— Begin TASK MATERIAL —

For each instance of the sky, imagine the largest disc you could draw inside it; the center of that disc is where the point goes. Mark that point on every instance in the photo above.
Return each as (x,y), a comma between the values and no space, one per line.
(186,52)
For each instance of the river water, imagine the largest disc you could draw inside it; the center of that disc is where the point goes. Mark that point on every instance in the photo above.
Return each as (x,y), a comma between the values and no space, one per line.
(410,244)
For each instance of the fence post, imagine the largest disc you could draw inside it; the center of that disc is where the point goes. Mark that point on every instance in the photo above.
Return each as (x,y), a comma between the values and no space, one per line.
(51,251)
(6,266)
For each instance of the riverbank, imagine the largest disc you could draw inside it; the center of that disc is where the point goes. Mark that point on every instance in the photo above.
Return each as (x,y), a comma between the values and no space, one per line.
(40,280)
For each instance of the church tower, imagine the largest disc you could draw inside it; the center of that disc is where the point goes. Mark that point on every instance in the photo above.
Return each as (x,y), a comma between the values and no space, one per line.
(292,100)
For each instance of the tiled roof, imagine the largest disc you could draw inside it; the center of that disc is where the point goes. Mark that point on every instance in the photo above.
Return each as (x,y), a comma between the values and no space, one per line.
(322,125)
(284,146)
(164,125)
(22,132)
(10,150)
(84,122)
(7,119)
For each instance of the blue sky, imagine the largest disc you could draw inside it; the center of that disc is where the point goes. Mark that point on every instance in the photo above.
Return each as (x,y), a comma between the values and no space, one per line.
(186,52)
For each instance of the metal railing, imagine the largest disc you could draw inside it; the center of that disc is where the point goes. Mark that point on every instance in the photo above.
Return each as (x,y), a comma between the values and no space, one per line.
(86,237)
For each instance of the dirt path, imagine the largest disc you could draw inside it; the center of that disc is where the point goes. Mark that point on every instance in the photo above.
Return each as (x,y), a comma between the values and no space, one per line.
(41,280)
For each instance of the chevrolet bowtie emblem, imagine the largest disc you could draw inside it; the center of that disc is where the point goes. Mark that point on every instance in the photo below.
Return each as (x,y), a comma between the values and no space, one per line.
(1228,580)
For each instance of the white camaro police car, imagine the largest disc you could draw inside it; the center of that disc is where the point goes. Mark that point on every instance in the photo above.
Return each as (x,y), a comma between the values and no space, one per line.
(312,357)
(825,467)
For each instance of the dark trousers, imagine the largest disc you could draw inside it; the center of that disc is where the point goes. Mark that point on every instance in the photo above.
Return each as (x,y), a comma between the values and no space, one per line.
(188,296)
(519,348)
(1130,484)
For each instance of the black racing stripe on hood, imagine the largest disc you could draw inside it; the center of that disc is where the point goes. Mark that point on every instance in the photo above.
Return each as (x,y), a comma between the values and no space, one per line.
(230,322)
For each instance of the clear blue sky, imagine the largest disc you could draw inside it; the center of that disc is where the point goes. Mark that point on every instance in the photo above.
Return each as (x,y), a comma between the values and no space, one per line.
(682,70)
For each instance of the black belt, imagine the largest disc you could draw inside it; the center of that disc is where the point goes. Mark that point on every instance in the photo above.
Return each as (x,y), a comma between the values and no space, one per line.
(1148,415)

— End TASK MATERIAL —

## WHAT IS NEEDED
Update the stretch of lines from the one containing "For each instance of the black belt, imagine" through the end of the records by changing "largest disc" to "largest circle" and leaving everything else the same. Give back only those lines.

## IN RESPONSE
For each instance of the black belt, imagine the largest circle you could draw inside it; the center of that disc is where the point goes. Mark that point on every instance in the photo above.
Return each as (x,y), a comma between the values and no space, one per line.
(1148,415)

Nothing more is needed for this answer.